Which lines in the location labeling records below contain the string "warehouse"? Find each one and copy it out, treating uppercase and lowercase as different.

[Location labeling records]
* START *
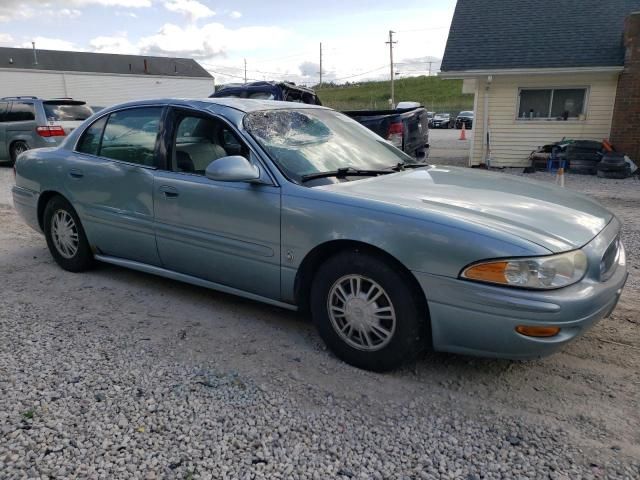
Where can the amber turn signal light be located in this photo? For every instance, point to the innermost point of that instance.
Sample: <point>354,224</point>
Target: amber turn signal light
<point>537,331</point>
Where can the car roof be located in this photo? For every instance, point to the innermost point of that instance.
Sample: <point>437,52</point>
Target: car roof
<point>245,105</point>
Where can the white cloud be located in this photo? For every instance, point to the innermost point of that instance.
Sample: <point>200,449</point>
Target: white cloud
<point>44,43</point>
<point>192,9</point>
<point>210,40</point>
<point>67,13</point>
<point>110,3</point>
<point>126,14</point>
<point>116,44</point>
<point>23,9</point>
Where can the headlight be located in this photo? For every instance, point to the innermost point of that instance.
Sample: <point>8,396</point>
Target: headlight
<point>555,271</point>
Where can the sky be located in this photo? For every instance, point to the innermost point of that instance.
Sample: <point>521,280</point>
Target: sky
<point>280,40</point>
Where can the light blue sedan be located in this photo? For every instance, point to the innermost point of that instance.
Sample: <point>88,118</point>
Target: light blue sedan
<point>301,207</point>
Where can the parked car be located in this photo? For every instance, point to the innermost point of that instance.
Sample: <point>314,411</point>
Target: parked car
<point>285,91</point>
<point>406,127</point>
<point>31,122</point>
<point>441,120</point>
<point>466,119</point>
<point>430,117</point>
<point>301,207</point>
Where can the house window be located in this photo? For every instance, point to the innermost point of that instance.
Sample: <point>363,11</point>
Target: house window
<point>552,103</point>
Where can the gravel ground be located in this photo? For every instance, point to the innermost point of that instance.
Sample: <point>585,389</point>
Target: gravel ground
<point>447,148</point>
<point>117,374</point>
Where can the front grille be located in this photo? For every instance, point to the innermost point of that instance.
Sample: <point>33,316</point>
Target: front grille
<point>610,259</point>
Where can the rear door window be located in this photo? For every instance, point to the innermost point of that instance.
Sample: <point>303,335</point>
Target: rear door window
<point>67,111</point>
<point>131,135</point>
<point>3,110</point>
<point>21,112</point>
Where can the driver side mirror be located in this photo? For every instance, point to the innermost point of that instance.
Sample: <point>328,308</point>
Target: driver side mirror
<point>234,168</point>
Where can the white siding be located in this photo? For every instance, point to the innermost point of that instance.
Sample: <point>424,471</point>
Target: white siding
<point>100,89</point>
<point>513,140</point>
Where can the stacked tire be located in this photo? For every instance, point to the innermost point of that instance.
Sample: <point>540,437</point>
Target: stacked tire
<point>584,156</point>
<point>613,165</point>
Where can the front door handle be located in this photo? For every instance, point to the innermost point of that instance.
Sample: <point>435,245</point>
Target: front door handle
<point>169,192</point>
<point>75,173</point>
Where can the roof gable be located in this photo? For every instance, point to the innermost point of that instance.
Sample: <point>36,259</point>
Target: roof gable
<point>23,58</point>
<point>499,34</point>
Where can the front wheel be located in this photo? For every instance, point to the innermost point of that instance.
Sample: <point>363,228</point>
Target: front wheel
<point>367,312</point>
<point>65,236</point>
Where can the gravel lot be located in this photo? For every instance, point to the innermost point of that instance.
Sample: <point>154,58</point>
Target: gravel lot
<point>447,148</point>
<point>116,374</point>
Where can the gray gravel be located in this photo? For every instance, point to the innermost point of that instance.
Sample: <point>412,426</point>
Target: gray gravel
<point>116,374</point>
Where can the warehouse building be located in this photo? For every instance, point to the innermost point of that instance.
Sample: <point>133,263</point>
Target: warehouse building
<point>99,79</point>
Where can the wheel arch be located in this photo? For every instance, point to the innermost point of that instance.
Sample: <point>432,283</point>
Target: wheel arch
<point>315,258</point>
<point>43,199</point>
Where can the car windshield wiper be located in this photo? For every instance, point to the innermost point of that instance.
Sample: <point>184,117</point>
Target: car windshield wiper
<point>403,165</point>
<point>344,172</point>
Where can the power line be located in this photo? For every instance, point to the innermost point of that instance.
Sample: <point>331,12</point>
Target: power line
<point>391,42</point>
<point>360,74</point>
<point>423,29</point>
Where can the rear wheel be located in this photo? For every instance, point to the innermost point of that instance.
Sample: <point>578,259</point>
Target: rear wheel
<point>367,312</point>
<point>16,149</point>
<point>65,236</point>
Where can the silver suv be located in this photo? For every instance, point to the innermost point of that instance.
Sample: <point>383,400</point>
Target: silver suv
<point>31,122</point>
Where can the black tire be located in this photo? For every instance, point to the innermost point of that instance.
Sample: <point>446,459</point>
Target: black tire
<point>82,259</point>
<point>617,174</point>
<point>411,333</point>
<point>608,167</point>
<point>16,149</point>
<point>586,157</point>
<point>615,161</point>
<point>588,144</point>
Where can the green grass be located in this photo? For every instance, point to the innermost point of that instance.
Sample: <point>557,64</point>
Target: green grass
<point>435,93</point>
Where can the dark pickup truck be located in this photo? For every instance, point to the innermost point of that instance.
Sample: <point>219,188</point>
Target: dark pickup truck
<point>406,127</point>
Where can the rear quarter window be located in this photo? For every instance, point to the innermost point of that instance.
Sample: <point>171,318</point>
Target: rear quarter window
<point>66,111</point>
<point>91,138</point>
<point>21,112</point>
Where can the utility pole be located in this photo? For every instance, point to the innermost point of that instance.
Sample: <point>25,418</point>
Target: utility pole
<point>320,64</point>
<point>391,42</point>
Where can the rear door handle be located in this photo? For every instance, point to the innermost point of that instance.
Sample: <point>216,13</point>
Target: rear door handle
<point>169,192</point>
<point>75,173</point>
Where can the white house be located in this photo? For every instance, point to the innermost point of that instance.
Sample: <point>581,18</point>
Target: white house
<point>547,69</point>
<point>99,79</point>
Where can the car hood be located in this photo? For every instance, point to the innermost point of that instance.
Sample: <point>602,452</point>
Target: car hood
<point>552,217</point>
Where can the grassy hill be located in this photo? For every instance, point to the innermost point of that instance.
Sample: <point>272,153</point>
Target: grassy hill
<point>433,92</point>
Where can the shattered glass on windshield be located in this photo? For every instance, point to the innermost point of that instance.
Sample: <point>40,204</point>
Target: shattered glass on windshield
<point>287,128</point>
<point>308,141</point>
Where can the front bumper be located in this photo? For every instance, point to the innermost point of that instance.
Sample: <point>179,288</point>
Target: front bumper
<point>478,319</point>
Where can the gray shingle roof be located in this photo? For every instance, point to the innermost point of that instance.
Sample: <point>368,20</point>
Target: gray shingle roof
<point>505,34</point>
<point>100,63</point>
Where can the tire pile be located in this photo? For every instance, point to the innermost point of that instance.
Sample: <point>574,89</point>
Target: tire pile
<point>613,165</point>
<point>584,157</point>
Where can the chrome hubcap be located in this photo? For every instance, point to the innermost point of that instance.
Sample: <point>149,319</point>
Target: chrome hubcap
<point>64,233</point>
<point>361,312</point>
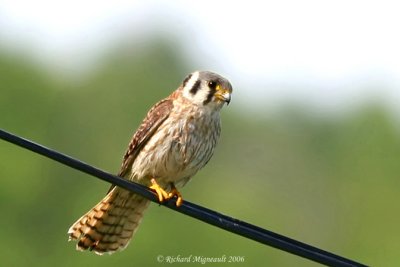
* END *
Answer to this task:
Where can the warehouse building be located in this photo? For every instance, point to the innermost point of that instance.
Target: warehouse building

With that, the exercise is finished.